Lines of data
☆ ☆ ☆ ☆ ☆ ☆ ☆

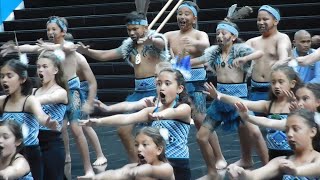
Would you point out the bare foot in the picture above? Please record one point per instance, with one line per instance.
(100, 161)
(221, 164)
(244, 164)
(210, 177)
(88, 176)
(68, 159)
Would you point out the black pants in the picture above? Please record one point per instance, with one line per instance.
(33, 155)
(53, 154)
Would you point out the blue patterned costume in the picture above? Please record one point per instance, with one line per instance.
(143, 88)
(195, 87)
(74, 105)
(31, 141)
(223, 113)
(84, 92)
(51, 143)
(146, 86)
(289, 177)
(177, 151)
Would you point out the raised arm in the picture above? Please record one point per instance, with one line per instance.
(88, 75)
(16, 170)
(309, 59)
(100, 55)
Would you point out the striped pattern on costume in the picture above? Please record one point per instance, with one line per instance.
(145, 84)
(197, 74)
(277, 140)
(176, 146)
(56, 112)
(29, 121)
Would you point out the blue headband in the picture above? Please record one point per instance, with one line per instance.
(60, 23)
(270, 10)
(194, 11)
(142, 22)
(229, 28)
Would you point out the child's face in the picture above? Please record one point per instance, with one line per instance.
(8, 144)
(136, 32)
(280, 82)
(299, 133)
(224, 37)
(167, 87)
(265, 21)
(10, 81)
(185, 18)
(46, 70)
(54, 32)
(148, 151)
(307, 99)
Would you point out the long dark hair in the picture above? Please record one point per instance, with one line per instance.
(59, 77)
(16, 130)
(309, 118)
(22, 70)
(291, 75)
(183, 96)
(155, 135)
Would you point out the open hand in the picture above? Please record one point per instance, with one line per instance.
(145, 40)
(7, 48)
(287, 167)
(211, 90)
(243, 110)
(89, 122)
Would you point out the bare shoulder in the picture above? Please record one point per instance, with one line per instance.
(283, 36)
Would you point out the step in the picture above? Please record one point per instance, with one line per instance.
(83, 10)
(118, 19)
(120, 31)
(48, 3)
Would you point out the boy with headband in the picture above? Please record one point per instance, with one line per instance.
(190, 41)
(276, 47)
(231, 61)
(142, 50)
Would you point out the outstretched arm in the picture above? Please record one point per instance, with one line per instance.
(124, 106)
(58, 96)
(88, 75)
(283, 49)
(100, 55)
(34, 106)
(268, 171)
(256, 106)
(260, 121)
(10, 47)
(120, 119)
(18, 169)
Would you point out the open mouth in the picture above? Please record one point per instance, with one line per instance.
(5, 88)
(292, 144)
(141, 159)
(162, 96)
(277, 91)
(40, 76)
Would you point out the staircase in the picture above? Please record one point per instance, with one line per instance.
(100, 24)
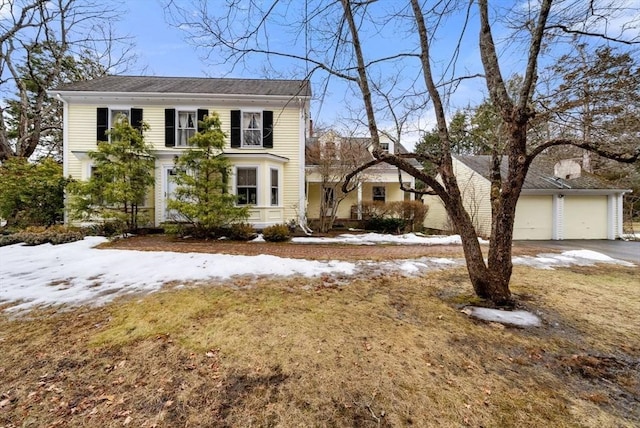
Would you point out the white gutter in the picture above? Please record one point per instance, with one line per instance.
(100, 95)
(585, 192)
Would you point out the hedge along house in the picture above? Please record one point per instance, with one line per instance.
(558, 201)
(330, 157)
(265, 122)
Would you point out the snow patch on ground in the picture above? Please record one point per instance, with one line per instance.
(568, 258)
(518, 318)
(77, 273)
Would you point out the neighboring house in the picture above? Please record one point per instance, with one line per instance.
(379, 183)
(265, 122)
(558, 201)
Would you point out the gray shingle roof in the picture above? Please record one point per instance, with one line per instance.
(540, 175)
(190, 85)
(362, 143)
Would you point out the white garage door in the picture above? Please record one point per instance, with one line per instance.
(585, 217)
(534, 218)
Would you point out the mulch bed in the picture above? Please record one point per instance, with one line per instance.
(285, 249)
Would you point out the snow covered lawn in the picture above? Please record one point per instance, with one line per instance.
(77, 273)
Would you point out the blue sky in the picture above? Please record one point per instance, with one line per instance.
(162, 48)
(164, 51)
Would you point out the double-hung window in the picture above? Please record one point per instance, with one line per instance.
(107, 118)
(329, 196)
(251, 129)
(274, 187)
(119, 115)
(187, 124)
(379, 193)
(247, 186)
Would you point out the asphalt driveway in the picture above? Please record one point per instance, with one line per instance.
(622, 250)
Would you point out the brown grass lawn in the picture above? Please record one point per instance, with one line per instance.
(389, 351)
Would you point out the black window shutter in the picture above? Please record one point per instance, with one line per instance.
(235, 128)
(136, 119)
(170, 127)
(103, 124)
(267, 129)
(201, 114)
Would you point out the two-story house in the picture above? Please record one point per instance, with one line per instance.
(265, 122)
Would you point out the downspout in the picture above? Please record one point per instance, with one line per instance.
(65, 149)
(302, 194)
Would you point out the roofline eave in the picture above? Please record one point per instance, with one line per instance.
(102, 95)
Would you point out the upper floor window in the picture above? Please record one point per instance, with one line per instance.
(181, 125)
(379, 193)
(187, 124)
(251, 129)
(107, 117)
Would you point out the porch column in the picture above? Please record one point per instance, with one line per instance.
(557, 227)
(359, 201)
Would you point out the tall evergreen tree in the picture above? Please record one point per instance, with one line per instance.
(202, 198)
(122, 175)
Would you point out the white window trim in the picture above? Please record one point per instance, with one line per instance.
(178, 110)
(242, 129)
(118, 108)
(278, 184)
(384, 193)
(235, 183)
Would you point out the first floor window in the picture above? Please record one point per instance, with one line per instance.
(379, 193)
(119, 115)
(274, 187)
(247, 186)
(187, 121)
(329, 196)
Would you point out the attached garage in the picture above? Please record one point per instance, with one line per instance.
(558, 201)
(585, 217)
(534, 217)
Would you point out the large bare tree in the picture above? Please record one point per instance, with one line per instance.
(44, 43)
(361, 46)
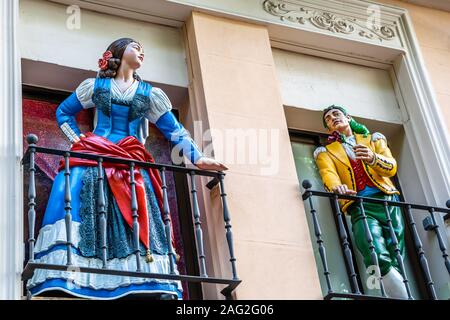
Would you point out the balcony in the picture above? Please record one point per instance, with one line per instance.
(217, 178)
(430, 224)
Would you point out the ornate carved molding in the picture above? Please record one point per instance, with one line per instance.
(287, 11)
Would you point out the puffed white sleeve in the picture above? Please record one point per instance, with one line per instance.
(159, 104)
(84, 93)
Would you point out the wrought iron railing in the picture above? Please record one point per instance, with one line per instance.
(429, 224)
(203, 277)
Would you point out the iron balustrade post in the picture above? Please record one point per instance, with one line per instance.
(198, 229)
(134, 210)
(32, 141)
(227, 219)
(421, 253)
(441, 242)
(101, 205)
(369, 239)
(318, 233)
(347, 252)
(167, 222)
(398, 255)
(68, 208)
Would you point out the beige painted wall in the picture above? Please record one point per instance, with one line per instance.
(233, 80)
(313, 83)
(432, 28)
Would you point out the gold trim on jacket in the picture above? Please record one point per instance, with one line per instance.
(335, 168)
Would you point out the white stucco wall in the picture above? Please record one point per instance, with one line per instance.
(44, 37)
(314, 83)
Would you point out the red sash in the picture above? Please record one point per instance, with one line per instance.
(118, 175)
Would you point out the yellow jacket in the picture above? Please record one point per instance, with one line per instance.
(335, 168)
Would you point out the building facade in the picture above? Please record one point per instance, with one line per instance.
(242, 75)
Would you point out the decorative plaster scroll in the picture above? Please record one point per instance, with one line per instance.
(287, 11)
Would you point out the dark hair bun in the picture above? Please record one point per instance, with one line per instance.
(117, 48)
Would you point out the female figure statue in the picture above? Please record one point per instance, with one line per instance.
(124, 105)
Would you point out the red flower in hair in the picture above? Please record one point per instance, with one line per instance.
(103, 62)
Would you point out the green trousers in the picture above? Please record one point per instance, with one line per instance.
(378, 226)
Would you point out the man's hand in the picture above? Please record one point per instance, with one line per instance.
(364, 153)
(206, 163)
(343, 189)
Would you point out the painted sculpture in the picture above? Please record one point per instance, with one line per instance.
(124, 106)
(356, 162)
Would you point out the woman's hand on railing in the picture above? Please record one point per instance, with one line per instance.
(343, 189)
(206, 163)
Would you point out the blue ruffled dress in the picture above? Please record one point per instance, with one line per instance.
(118, 115)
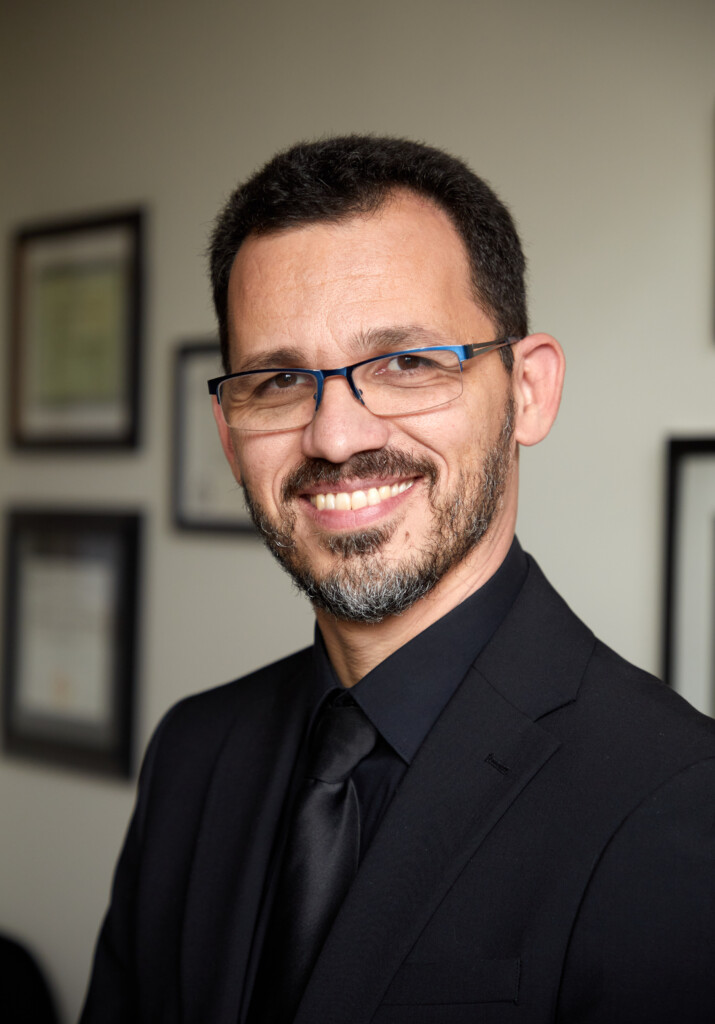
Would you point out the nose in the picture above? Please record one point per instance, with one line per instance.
(342, 426)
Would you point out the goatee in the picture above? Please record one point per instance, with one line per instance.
(365, 588)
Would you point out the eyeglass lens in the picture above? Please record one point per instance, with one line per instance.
(397, 384)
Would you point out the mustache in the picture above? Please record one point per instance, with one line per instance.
(363, 465)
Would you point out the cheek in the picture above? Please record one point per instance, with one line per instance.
(263, 463)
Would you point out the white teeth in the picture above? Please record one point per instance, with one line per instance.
(359, 499)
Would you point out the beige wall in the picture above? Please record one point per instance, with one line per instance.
(593, 120)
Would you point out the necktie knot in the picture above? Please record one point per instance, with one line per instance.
(343, 737)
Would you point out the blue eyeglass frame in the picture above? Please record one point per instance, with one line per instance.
(463, 352)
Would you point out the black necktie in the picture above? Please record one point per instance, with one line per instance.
(319, 864)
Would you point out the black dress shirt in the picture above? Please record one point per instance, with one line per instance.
(403, 697)
(405, 694)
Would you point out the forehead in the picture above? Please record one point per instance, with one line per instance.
(326, 284)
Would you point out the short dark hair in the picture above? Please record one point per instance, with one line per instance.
(338, 177)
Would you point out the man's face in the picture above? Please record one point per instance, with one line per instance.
(370, 513)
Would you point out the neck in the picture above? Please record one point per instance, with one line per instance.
(355, 648)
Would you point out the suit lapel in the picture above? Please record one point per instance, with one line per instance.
(234, 846)
(476, 761)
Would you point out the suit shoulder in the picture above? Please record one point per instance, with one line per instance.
(642, 698)
(200, 722)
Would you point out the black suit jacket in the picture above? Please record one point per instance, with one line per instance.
(548, 857)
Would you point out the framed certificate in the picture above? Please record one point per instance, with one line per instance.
(71, 617)
(205, 496)
(688, 635)
(76, 333)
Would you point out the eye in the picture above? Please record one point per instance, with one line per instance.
(286, 380)
(407, 363)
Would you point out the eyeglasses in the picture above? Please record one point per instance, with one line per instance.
(396, 384)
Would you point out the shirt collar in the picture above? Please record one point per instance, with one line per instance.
(404, 695)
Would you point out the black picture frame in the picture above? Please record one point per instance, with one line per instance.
(76, 333)
(204, 495)
(71, 620)
(688, 619)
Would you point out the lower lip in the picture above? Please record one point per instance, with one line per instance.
(355, 518)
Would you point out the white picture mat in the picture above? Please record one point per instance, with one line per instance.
(65, 655)
(108, 418)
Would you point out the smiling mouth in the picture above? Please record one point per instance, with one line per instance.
(346, 501)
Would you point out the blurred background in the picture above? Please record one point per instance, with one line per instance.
(595, 124)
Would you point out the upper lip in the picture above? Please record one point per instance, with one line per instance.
(348, 486)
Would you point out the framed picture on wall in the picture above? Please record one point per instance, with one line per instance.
(688, 635)
(76, 333)
(205, 496)
(71, 617)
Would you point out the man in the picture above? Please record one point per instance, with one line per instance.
(524, 830)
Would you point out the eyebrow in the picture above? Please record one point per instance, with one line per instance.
(371, 342)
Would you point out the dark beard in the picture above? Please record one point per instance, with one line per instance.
(364, 588)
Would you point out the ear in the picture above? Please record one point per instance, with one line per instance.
(538, 382)
(224, 434)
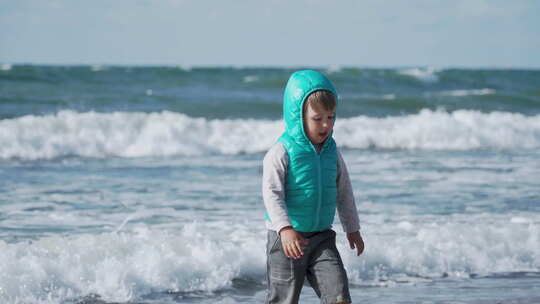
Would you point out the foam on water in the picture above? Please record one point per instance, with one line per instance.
(204, 257)
(427, 75)
(124, 134)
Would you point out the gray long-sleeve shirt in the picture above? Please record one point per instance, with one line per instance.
(273, 189)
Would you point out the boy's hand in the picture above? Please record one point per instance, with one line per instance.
(355, 241)
(293, 243)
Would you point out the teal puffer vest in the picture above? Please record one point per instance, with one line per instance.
(311, 181)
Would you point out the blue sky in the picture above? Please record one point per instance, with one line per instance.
(451, 33)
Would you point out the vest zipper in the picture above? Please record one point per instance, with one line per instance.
(319, 179)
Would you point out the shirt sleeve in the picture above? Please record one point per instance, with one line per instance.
(273, 187)
(346, 207)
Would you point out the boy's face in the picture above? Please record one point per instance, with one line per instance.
(318, 122)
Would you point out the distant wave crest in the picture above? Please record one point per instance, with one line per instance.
(125, 134)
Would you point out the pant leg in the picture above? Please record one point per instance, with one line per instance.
(325, 270)
(285, 275)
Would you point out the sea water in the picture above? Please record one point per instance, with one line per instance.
(143, 184)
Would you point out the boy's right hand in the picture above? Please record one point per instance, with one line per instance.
(293, 243)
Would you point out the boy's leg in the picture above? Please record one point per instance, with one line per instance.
(326, 273)
(285, 275)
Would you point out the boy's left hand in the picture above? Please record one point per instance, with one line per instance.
(356, 241)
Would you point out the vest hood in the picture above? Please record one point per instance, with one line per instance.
(300, 85)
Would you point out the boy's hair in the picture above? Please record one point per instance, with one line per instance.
(322, 97)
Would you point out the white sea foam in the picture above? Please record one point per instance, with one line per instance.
(123, 134)
(428, 74)
(5, 67)
(437, 130)
(250, 78)
(461, 93)
(204, 257)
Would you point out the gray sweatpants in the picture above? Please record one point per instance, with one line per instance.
(320, 264)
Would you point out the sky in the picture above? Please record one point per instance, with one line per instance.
(370, 33)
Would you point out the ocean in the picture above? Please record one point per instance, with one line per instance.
(133, 184)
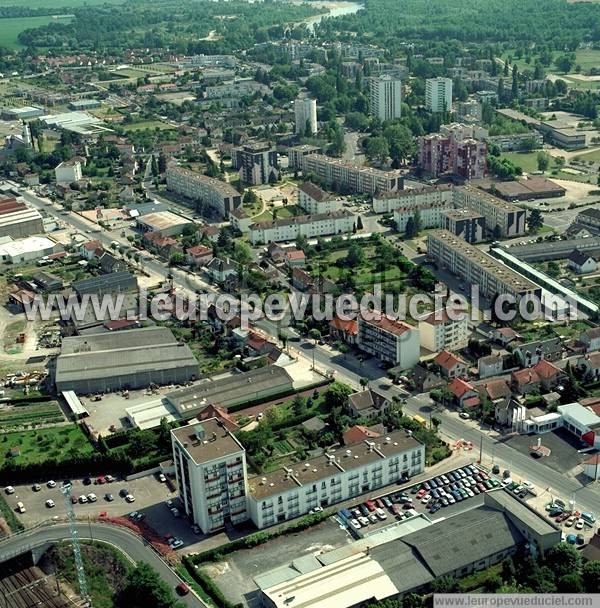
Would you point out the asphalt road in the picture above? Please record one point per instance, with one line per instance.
(135, 548)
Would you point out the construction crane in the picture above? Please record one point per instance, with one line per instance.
(83, 590)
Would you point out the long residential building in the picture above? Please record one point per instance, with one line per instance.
(391, 341)
(335, 476)
(210, 466)
(476, 267)
(310, 226)
(501, 217)
(341, 174)
(218, 195)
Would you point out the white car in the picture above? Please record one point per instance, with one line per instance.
(380, 513)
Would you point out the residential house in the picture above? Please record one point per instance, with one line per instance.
(295, 258)
(220, 270)
(590, 338)
(367, 404)
(532, 353)
(358, 433)
(543, 375)
(589, 366)
(450, 365)
(489, 366)
(90, 250)
(505, 335)
(345, 331)
(424, 379)
(464, 393)
(581, 262)
(199, 255)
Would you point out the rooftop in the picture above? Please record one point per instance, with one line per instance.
(331, 463)
(481, 259)
(207, 440)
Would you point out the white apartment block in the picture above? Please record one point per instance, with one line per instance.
(335, 476)
(315, 200)
(440, 332)
(388, 202)
(476, 267)
(68, 172)
(310, 226)
(210, 465)
(502, 217)
(385, 94)
(438, 94)
(431, 216)
(214, 193)
(305, 115)
(391, 341)
(345, 175)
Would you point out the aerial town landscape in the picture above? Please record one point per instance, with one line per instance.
(300, 302)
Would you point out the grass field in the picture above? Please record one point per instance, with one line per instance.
(58, 3)
(45, 444)
(30, 414)
(147, 124)
(11, 28)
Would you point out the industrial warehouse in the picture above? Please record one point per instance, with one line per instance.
(136, 358)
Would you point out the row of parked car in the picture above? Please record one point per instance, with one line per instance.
(452, 487)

☆ ☆ ☆ ☆ ☆ ☆ ☆

* **DO THIS**
Extract, exactly as they appear, the lines from the one containing "Would you point out the aerial" through the final line.

* **SOLUTION**
Would you point out the aerial town landscape in the picture above? Please record one point per instance, with one line per instance.
(300, 302)
Would you point out the grass field in the picture above? Please record one point per instance, with one line per instance.
(58, 3)
(45, 444)
(30, 414)
(147, 124)
(11, 28)
Would you point out the industrial warehouse in the picture above? Please record one point per instance, with one line per instance.
(136, 358)
Would you point out the row of parked car in the picture above? Please record one point per instance, with one line per instance.
(452, 487)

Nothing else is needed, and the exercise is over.